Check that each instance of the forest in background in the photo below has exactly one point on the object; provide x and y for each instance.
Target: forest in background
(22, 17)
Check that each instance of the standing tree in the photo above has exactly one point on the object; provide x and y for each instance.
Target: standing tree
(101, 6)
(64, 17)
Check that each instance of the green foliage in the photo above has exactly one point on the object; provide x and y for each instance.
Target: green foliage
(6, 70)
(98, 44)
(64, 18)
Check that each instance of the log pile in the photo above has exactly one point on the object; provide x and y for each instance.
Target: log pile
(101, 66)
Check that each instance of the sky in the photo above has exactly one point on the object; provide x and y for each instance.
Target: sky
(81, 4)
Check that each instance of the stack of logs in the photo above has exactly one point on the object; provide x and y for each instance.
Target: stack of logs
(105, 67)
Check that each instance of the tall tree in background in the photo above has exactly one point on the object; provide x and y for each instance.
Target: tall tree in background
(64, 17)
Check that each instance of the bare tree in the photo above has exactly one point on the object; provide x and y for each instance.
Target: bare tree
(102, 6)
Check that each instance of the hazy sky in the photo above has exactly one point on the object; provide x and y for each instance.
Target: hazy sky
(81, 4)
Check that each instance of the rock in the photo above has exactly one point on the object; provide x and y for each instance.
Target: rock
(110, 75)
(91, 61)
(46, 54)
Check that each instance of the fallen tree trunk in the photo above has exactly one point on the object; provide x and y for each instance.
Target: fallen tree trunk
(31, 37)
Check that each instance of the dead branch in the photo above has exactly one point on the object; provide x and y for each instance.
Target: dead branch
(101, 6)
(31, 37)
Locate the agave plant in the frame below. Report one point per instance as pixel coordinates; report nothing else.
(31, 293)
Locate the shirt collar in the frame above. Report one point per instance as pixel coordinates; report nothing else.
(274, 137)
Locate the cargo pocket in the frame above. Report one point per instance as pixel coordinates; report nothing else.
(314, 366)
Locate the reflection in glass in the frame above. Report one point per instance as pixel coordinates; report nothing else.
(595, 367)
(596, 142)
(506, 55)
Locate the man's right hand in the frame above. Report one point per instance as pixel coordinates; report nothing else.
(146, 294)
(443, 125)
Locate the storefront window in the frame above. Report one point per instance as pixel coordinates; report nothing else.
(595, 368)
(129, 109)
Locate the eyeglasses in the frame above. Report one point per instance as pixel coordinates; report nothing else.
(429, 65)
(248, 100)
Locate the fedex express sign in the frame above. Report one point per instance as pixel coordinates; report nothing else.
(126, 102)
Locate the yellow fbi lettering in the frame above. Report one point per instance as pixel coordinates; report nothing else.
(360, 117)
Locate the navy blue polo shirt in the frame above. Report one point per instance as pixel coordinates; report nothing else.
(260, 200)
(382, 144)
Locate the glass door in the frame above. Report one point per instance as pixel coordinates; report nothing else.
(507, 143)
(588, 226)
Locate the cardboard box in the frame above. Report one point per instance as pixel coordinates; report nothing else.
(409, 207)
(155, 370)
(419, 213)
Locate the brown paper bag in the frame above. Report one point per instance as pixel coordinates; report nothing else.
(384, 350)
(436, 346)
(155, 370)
^^^^^^^^^^^^^^^^
> _What you are asked to do_
Set out every one of the lines above as a numbered list, leaving out any blank lines.

> _Solution below_
1. Check that each instance of the forest in background in the photo below has exactly one point on the object; provide x and y for each instance.
2. Target: forest in background
3. (22, 17)
4. Check that each instance of the standing tree in the photo above has exactly one point on the object; provide x and y for each instance.
5. Target: standing tree
6. (101, 6)
7. (64, 17)
8. Check that each instance of the green foliage in the photo above has exactly one point on the object; provide x and y for each instance.
9. Target: green foliage
10. (6, 70)
11. (98, 44)
12. (64, 18)
13. Check that each instance of the log pile in the photo above has exactly one point on the object; provide x and y for each instance.
14. Target: log pile
15. (101, 66)
16. Check that each instance of the sky in the photo above has exactly one point on the object; provide x and y for each instance.
17. Target: sky
18. (81, 4)
19. Check that each instance of the stack of logs in the photo above has exactly one point on the object; provide x and y for each instance.
20. Target: stack of logs
21. (105, 67)
22. Check that each instance of the tall tree in background in the photo above has exactly one point on the object; provide x and y for each instance.
23. Target: tall tree in background
24. (64, 17)
25. Check that each instance of the bare tree in the photo above has exactly one point on the object; provide x and y for each instance.
26. Target: bare tree
27. (102, 6)
28. Check that each instance of the hazy sky in the photo above has exactly one point on the object; provide x and y for each instance.
29. Target: hazy sky
30. (81, 4)
31. Check that each instance of the rock in the photo above has exactly one point on the object; provide x and y for each instance.
32. Target: rock
33. (110, 75)
34. (91, 61)
35. (46, 54)
36. Check that each instance of the fallen tree trunk in the photo above has exactly one point on the object; provide x and y for each instance.
37. Target: fallen tree trunk
38. (31, 37)
39. Check that each instance of the dead branch in the photo above has exactly one point on the object; provide x and y for each instance.
40. Target: dead branch
41. (101, 6)
42. (31, 37)
43. Locate the agave plant in the frame below. Report one point per instance as pixel coordinates; report nothing else.
44. (31, 293)
45. Locate the shirt collar in the frame above. Report one point per instance as pixel coordinates; report nothing else.
46. (274, 137)
47. Locate the cargo pocket in the frame above. Report one point per instance as pixel coordinates; report nothing else.
48. (314, 366)
49. Locate the reflection in glass in the frame above. Report one point per instance as pixel coordinates; report nothing else.
50. (595, 367)
51. (596, 142)
52. (506, 55)
53. Locate the man's right hand in the frame above. Report one point per instance as pixel coordinates; report nothing else.
54. (146, 294)
55. (443, 125)
56. Locate the storefront window in the frame above. Report one point per instance as pixel coordinates; report nothing else.
57. (595, 368)
58. (129, 109)
59. Locate the eyeglasses in the frame above. Report one point per instance as pixel coordinates; report nothing else.
60. (429, 65)
61. (248, 100)
62. Locate the fedex express sign in the frame above. Report one point per instance as pixel coordinates; report nothing else.
63. (126, 102)
64. Locate the yellow fbi lettering in the frame above. Report one point per instance as pixel coordinates; report nothing else.
65. (360, 117)
66. Locate the navy blue polo shirt in the frame above. Report one point per instance as pixel coordinates; report nothing else.
67. (260, 200)
68. (382, 144)
69. Locate the glass door in the frame above. Report one point per instance as pixel coordinates; report nothing else.
70. (507, 143)
71. (588, 226)
72. Locate the cardboard box in the frame above. Report one point per instance as pixel coordinates; report nothing else.
73. (409, 207)
74. (155, 370)
75. (419, 213)
76. Locate the brown paper bag in the frame above. Report one point per instance as pixel coordinates; report nothing else.
77. (384, 350)
78. (436, 346)
79. (155, 370)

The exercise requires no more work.